# REQUIRED TASK
Copy word for word the lines in the records below, from the line holding "Your task is to find pasture" through the line holding "[244,113,456,316]", both included.

# EXERCISE MATERIAL
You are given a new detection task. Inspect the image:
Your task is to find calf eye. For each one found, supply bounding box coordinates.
==
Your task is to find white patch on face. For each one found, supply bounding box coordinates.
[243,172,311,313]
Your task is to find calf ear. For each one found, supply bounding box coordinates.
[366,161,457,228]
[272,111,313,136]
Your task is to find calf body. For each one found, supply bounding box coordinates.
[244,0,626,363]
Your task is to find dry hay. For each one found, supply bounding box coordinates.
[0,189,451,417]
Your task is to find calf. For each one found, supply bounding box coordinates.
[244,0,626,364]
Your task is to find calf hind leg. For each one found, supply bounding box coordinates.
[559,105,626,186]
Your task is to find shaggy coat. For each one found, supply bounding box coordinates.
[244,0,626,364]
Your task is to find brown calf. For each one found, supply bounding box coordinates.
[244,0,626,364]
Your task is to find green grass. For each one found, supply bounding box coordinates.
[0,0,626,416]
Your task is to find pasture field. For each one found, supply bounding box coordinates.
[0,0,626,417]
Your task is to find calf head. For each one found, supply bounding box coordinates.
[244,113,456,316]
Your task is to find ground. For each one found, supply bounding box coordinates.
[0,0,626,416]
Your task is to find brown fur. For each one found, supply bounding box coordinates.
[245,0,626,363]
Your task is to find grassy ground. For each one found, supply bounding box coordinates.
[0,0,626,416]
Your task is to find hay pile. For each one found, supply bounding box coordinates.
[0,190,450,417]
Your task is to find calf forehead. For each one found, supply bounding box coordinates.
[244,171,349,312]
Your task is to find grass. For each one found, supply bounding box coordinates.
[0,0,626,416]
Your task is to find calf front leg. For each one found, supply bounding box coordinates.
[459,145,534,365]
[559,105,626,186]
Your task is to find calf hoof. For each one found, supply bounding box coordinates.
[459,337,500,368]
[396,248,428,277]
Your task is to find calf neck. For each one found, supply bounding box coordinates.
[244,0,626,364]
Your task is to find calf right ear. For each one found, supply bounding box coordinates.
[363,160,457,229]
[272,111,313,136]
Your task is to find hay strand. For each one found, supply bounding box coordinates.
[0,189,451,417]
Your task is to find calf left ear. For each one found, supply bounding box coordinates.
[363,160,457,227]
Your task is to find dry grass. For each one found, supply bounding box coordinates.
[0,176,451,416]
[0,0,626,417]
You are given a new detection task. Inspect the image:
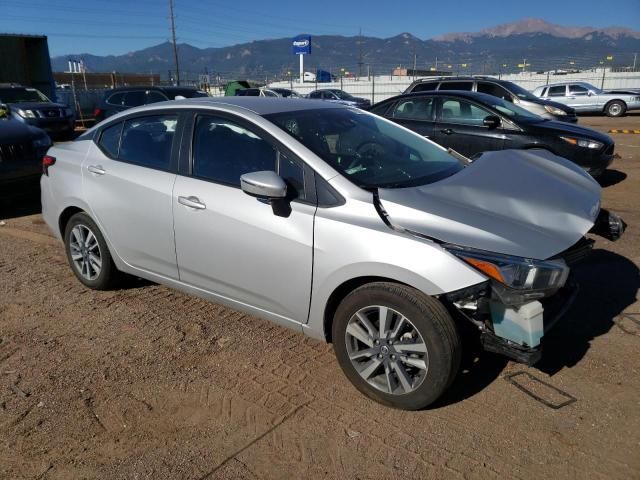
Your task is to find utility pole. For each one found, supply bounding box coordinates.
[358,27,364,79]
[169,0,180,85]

# COMPLETED EXERCISE
Your task is to find pasture field. For each one found, supply bounding box coordinates.
[0,0,626,417]
Your task is to find calf head. For each one found, supply bounding box coordinates.
[244,113,456,316]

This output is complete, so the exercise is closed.